→ **HOW TO COMPLETE THIS TASK**: If a line holds an image, leave the image out; write out everything else in the records exactly.

→ **INFORMATION GIVEN**:
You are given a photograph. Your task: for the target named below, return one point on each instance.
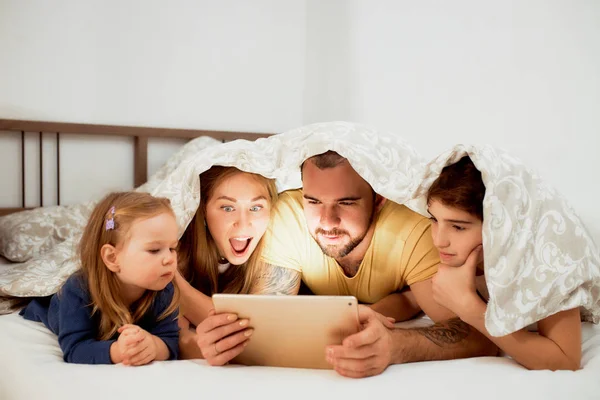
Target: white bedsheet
(31, 367)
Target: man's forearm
(400, 306)
(445, 340)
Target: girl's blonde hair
(198, 252)
(103, 284)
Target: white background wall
(226, 65)
(524, 76)
(520, 75)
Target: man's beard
(332, 250)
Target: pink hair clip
(110, 223)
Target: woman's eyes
(232, 209)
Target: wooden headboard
(140, 148)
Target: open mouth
(240, 245)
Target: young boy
(455, 202)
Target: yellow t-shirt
(401, 252)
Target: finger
(231, 341)
(140, 357)
(335, 353)
(129, 340)
(472, 259)
(356, 365)
(126, 327)
(355, 374)
(147, 360)
(214, 321)
(388, 322)
(367, 336)
(183, 323)
(133, 351)
(221, 332)
(226, 356)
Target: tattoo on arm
(446, 333)
(277, 280)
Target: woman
(219, 253)
(455, 202)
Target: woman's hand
(222, 337)
(139, 347)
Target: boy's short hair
(460, 186)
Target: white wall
(227, 65)
(521, 75)
(524, 76)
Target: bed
(32, 365)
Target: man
(343, 239)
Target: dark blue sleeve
(76, 328)
(166, 329)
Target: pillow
(28, 234)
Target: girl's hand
(139, 346)
(222, 337)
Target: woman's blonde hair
(198, 252)
(121, 209)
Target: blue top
(68, 314)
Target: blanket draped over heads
(389, 164)
(539, 259)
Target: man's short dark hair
(329, 159)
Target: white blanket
(539, 258)
(32, 368)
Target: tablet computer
(291, 331)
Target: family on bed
(140, 289)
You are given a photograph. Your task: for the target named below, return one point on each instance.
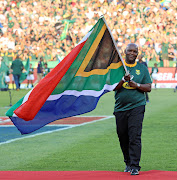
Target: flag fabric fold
(75, 85)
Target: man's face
(131, 53)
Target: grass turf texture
(95, 146)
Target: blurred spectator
(39, 70)
(37, 26)
(30, 76)
(46, 69)
(17, 67)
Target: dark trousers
(17, 80)
(129, 129)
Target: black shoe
(134, 172)
(127, 169)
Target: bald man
(130, 108)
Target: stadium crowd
(34, 28)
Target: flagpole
(126, 71)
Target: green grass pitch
(95, 146)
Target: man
(140, 60)
(130, 107)
(17, 67)
(154, 74)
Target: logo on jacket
(137, 71)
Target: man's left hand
(133, 84)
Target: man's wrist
(123, 79)
(138, 85)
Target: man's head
(131, 52)
(140, 58)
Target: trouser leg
(129, 128)
(135, 121)
(122, 132)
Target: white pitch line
(49, 132)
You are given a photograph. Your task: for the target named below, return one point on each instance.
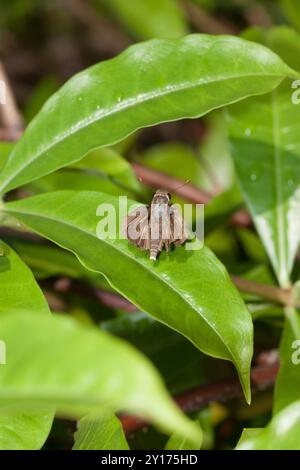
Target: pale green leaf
(100, 432)
(149, 83)
(178, 290)
(79, 369)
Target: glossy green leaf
(5, 150)
(291, 10)
(111, 163)
(100, 432)
(282, 433)
(80, 369)
(149, 83)
(147, 19)
(179, 362)
(287, 389)
(178, 290)
(79, 180)
(264, 136)
(178, 443)
(18, 291)
(175, 159)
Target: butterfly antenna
(181, 185)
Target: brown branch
(11, 118)
(263, 376)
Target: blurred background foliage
(42, 44)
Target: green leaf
(100, 432)
(176, 442)
(5, 150)
(179, 362)
(282, 433)
(111, 163)
(18, 291)
(77, 180)
(288, 380)
(149, 83)
(79, 369)
(264, 136)
(176, 159)
(147, 19)
(178, 290)
(291, 10)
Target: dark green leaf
(149, 83)
(100, 432)
(178, 290)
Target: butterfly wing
(137, 228)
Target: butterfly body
(156, 227)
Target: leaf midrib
(282, 240)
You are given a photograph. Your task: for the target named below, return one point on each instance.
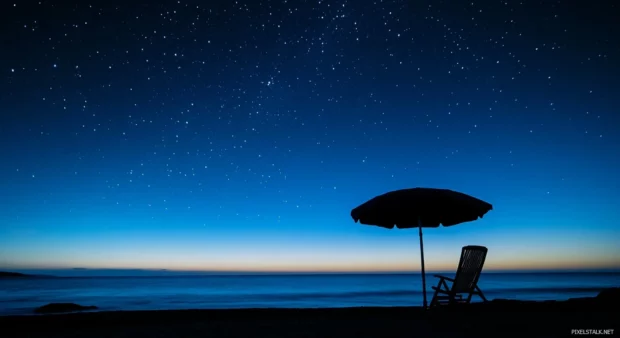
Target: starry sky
(238, 135)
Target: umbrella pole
(422, 259)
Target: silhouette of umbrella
(420, 208)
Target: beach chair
(465, 283)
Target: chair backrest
(470, 267)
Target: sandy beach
(496, 318)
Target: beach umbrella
(420, 208)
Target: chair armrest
(444, 277)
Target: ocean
(21, 296)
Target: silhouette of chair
(465, 283)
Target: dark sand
(493, 319)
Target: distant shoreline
(5, 274)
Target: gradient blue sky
(239, 135)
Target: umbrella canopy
(420, 208)
(428, 207)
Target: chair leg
(481, 294)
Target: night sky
(238, 135)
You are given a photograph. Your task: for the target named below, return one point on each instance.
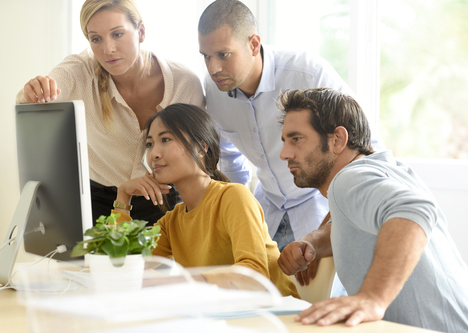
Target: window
(424, 78)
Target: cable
(39, 228)
(8, 242)
(60, 249)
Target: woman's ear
(142, 32)
(339, 139)
(205, 146)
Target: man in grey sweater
(389, 239)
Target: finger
(36, 88)
(313, 266)
(156, 192)
(305, 276)
(309, 252)
(28, 93)
(299, 278)
(44, 81)
(335, 316)
(356, 318)
(298, 257)
(53, 88)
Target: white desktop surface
(13, 319)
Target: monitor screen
(53, 167)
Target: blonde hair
(91, 7)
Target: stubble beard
(314, 177)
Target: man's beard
(314, 177)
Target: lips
(158, 167)
(292, 167)
(112, 61)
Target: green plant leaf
(114, 251)
(147, 252)
(114, 234)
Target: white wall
(33, 39)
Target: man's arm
(301, 257)
(399, 247)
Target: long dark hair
(194, 128)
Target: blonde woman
(122, 86)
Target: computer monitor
(55, 203)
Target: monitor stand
(18, 224)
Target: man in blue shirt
(390, 241)
(245, 80)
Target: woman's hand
(146, 186)
(40, 89)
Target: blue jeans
(284, 234)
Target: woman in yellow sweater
(218, 223)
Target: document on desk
(288, 306)
(197, 325)
(181, 299)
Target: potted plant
(116, 251)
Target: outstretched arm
(399, 247)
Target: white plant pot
(105, 277)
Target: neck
(192, 191)
(136, 76)
(342, 160)
(249, 87)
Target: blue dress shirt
(250, 129)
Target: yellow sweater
(226, 228)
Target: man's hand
(296, 257)
(354, 309)
(304, 277)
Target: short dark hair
(231, 13)
(329, 109)
(193, 126)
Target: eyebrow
(94, 32)
(164, 132)
(291, 134)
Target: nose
(109, 46)
(286, 153)
(152, 154)
(213, 66)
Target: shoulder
(178, 70)
(360, 174)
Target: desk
(13, 319)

→ **ANSWER SECTION**:
You are given a photograph. Your task: for the target named below, return one point on each instance.
Target: white bedsheet
(31, 367)
Target: man's forearm
(400, 306)
(445, 340)
Target: girl's blonde hair
(198, 252)
(103, 284)
Target: white background wall
(226, 65)
(524, 76)
(520, 75)
Target: man's beard
(332, 250)
Target: pink hair clip
(110, 223)
Target: woman's eyes
(232, 209)
Target: wooden headboard
(140, 148)
Target: open mouth
(240, 245)
Target: young boy
(455, 202)
Target: yellow t-shirt
(401, 252)
Target: finger
(231, 341)
(140, 357)
(335, 353)
(129, 340)
(472, 259)
(356, 365)
(126, 327)
(355, 374)
(147, 360)
(214, 321)
(388, 322)
(367, 336)
(183, 323)
(133, 351)
(221, 332)
(226, 356)
Target: tattoo on arm
(446, 333)
(277, 280)
Target: woman
(219, 253)
(455, 202)
Target: woman's hand
(222, 337)
(139, 347)
Target: boy's short hair
(460, 186)
Target: white wall
(227, 65)
(521, 75)
(524, 76)
Target: bed
(32, 365)
Target: man
(343, 239)
Target: dark blue sleeve
(76, 328)
(166, 329)
Target: pillow
(28, 234)
Target: girl's hand
(139, 346)
(222, 337)
Target: woman's blonde hair
(198, 252)
(121, 209)
Target: blue top
(68, 314)
Target: blanket draped over heads
(389, 164)
(539, 259)
Target: man's short dark hair
(329, 159)
Target: white blanket
(539, 258)
(32, 368)
Target: tablet computer
(291, 331)
Target: family on bed
(140, 289)
You are given a photograph. Your task: for the target named below, return one point on each instance.
Target: flag fabric fold
(75, 85)
Target: man's face
(131, 53)
Target: grass turf texture
(95, 146)
Target: blurred spectator
(39, 70)
(37, 26)
(30, 76)
(46, 69)
(17, 67)
Target: dark trousers
(17, 80)
(129, 129)
Target: black shoe
(134, 172)
(127, 169)
Target: bald man
(130, 108)
Target: stadium crowd
(34, 28)
Target: flagpole
(126, 71)
Target: green grass pitch
(95, 146)
Target: man
(140, 60)
(130, 107)
(17, 67)
(154, 74)
Target: logo on jacket
(137, 71)
Target: man's left hand
(133, 84)
Target: man's wrist
(123, 79)
(138, 85)
Target: man's head
(131, 52)
(140, 58)
Target: trouser leg
(129, 128)
(135, 121)
(122, 132)
Target: white pitch line
(49, 132)
You are given a photograph. Your task: for the target named below, return one point on each instance.
Target: pale green leaf
(100, 432)
(149, 83)
(178, 290)
(79, 369)
Target: glossy green leaf
(5, 150)
(291, 10)
(111, 163)
(100, 432)
(282, 433)
(80, 369)
(149, 83)
(147, 19)
(179, 362)
(287, 389)
(178, 290)
(79, 180)
(264, 136)
(178, 443)
(18, 291)
(175, 159)
Target: butterfly antenna
(181, 185)
Target: brown branch
(11, 118)
(263, 376)
Target: blurred background foliage
(42, 44)
Target: green leaf
(100, 432)
(176, 442)
(5, 150)
(179, 362)
(282, 433)
(111, 163)
(18, 291)
(77, 180)
(288, 380)
(149, 83)
(79, 369)
(264, 136)
(176, 159)
(147, 19)
(178, 290)
(291, 10)
Target: dark green leaf
(149, 83)
(100, 432)
(178, 290)
Target: butterfly wing
(137, 228)
Target: butterfly body
(156, 227)
Target: leaf midrib
(282, 240)
You are given a photograph. Your task: for the target named below, return one point on each instance.
Target: starry sky
(238, 135)
Target: umbrella pole
(422, 259)
Target: silhouette of umbrella
(420, 208)
Target: beach chair
(465, 283)
Target: chair backrest
(470, 267)
Target: sandy beach
(496, 318)
Target: beach umbrella
(420, 208)
Target: chair armrest
(444, 277)
Target: ocean
(21, 296)
Target: silhouette of chair
(465, 283)
Target: dark sand
(493, 319)
Target: distant shoreline
(5, 274)
Target: gradient blue sky
(239, 135)
Target: umbrella canopy
(420, 208)
(428, 207)
Target: chair leg
(481, 294)
Target: night sky
(238, 135)
You are given a photograph. Your task: for the target named below, return one point on each instance.
Target: window
(424, 78)
Target: cable
(39, 228)
(8, 242)
(60, 249)
Target: woman's ear
(142, 32)
(339, 139)
(205, 146)
Target: man in grey sweater
(389, 239)
Target: finger
(36, 88)
(313, 266)
(156, 192)
(305, 276)
(309, 252)
(28, 93)
(299, 278)
(44, 81)
(335, 316)
(356, 318)
(298, 257)
(53, 88)
Target: white desktop surface
(13, 319)
Target: monitor screen
(53, 167)
Target: blonde hair
(91, 7)
Target: stubble beard
(314, 177)
Target: man's beard
(314, 177)
Target: lips
(158, 167)
(292, 167)
(112, 61)
Target: green plant leaf
(114, 251)
(147, 252)
(114, 234)
Target: white wall
(33, 39)
Target: man's arm
(301, 257)
(399, 247)
Target: long dark hair
(194, 128)
Target: blonde woman
(122, 86)
Target: computer monitor
(55, 203)
Target: monitor stand
(18, 224)
Target: man in blue shirt
(390, 241)
(245, 80)
Target: woman's hand
(146, 186)
(40, 89)
Target: blue jeans
(284, 234)
Target: woman in yellow sweater
(218, 223)
Target: document on desk
(288, 306)
(197, 325)
(181, 299)
Target: potted plant
(116, 251)
Target: outstretched arm
(399, 247)
Target: white plant pot
(105, 277)
Target: neck
(192, 191)
(136, 76)
(342, 160)
(249, 87)
Target: blue dress shirt
(250, 129)
Target: yellow sweater
(226, 228)
Target: man's hand
(296, 257)
(354, 309)
(304, 277)
Target: short dark hair
(231, 13)
(329, 109)
(193, 126)
Target: eyebrow
(94, 32)
(164, 132)
(291, 134)
Target: nose
(109, 46)
(286, 153)
(152, 154)
(213, 66)
Target: shoulder
(178, 70)
(360, 174)
Target: desk
(13, 319)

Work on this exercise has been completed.